▶ [PAGE EXTRACT]

<<<<

I should emphasise that all of this is done well (and further listens underline that). It merely doesn't get surprising. At this point, I was mostly impressed at how solid the musicianship was, given that it was mostly the work of one man. I hoped, as the album ran on, that it would depart a little from the standard genre template and I can happily say that it does, if not particularly often. It gets better in time not because of anything particularly innovative but because it's just performed so well and in a way that takes us deeper into the songs with each listen.

The most ambitious song is clearly Despair of the Brave. The other ten songs on offer all run between four and six minutes, but this one's a long blink shy of ten. It doesn't mix things up much but it does add a dramatic spoken section in the middle and there's a particularly nice transition right after it. It isn't the imaginative epic I hoped it might be, but it's engaging and lively and it never drags, even at this length.

It's worth mentioning that the album never drags either, even though it's a generous hour in length. I think that's more to do with the sound being consistently upbeat than any innovative songwriting, but a second listen showed that these songs are deeper than I thought initially. There's a lot of to and fro between Rey and Fallico, epitomised by the midsection of Enemy, as if to underline that there are two musicians here: one on keyboards and one on everything else.

In particular, the band really know how to grab our attention and they do that rather a lot and often in deceptively simple ways that don't stand out at the time but turn out to be really clever. I enjoyed the opener, Flying Dreams, but it didn't wow me until the keyboards, guitar and voice merge in a glorious crescendo and I grinned at how simple but highly effective that was.

The standout track for me is Rage, which has a fantastic intro and some real attitude. Everyone seems to be performing harder and with more edge and it works on every level. It's fair to say that I wanted more of this across the other songs but the band didn't want to deliver that elsewhere. Enemy does it early but then calms down to allow Coletti's voice to take the lead. This one highlights her rock voice as well as anything else here, except perhaps parts of Monster or especially the end of Lights Out, as she sustains a long note with a heck of a lot of power.

>>>>

▶ [EXERCISE DATA]
<<<<

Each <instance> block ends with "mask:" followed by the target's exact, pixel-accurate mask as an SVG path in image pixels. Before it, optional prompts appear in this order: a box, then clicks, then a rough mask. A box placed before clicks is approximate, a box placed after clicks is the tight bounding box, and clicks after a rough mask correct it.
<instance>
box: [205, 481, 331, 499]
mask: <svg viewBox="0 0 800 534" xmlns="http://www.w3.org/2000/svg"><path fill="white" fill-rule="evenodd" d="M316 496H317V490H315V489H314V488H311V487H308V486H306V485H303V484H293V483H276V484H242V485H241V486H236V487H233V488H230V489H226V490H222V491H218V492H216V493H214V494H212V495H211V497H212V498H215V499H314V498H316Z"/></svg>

>>>>

▶ [WORK TO COMPLETE]
1. Which track does the album review name as the standout?
2. Say whether each statement agrees with the album review, answering yes or no and quoting the words that decide it: (a) The album lasts about an hour. (b) Despair of the Brave has a spoken section in the middle. (c) The album opens with Rage.
3. Carry on the album review from its final sentence.
The lines above are separate material and are not part of the album review.

▶ [EXERCISE ANSWERS]
1. Rage

2.
(a) Yes: "it's a generous hour in length"
(b) Yes: "it does add a dramatic spoken section in the middle"
(c) No: "I enjoyed the opener, Flying Dreams"

3.
Oddly right after the angrier Rage is the exact opposite: Forgive Us is the power ballad on the album. I'm discovering that I like power ballads less and less as the years go by but this one succeeded by not annoying me and that's becoming a real compliment from me. I kinda liked this power ballad and that was my biggest surprise here. It's a really good song.

Well, there was one other surprise, beyond how much songs like Misery and Eternal Prisoner build on a second listen, and that's the closer. I liked the old timey radio bit to kick off Bye Bye Bye, which is another upbeat song that pulls back to let Coletti's voice in. The surprise is that it sounds so utterly like a pop cover that I looked it up and was shocked to find that it's an *NSYNC song. I really wasn't expecting that.

In summary, this is another grower. I've been reviewing a few of those lately, albums that I enjoyed on a first listen but enjoyed a lot more on a second. Now I need to hear someone play Rage as the second half of a double play with Memoira's Snowglobe to set it up. That would be a great radio pairing. And so, I think, would Snowglobe and Forgive Us.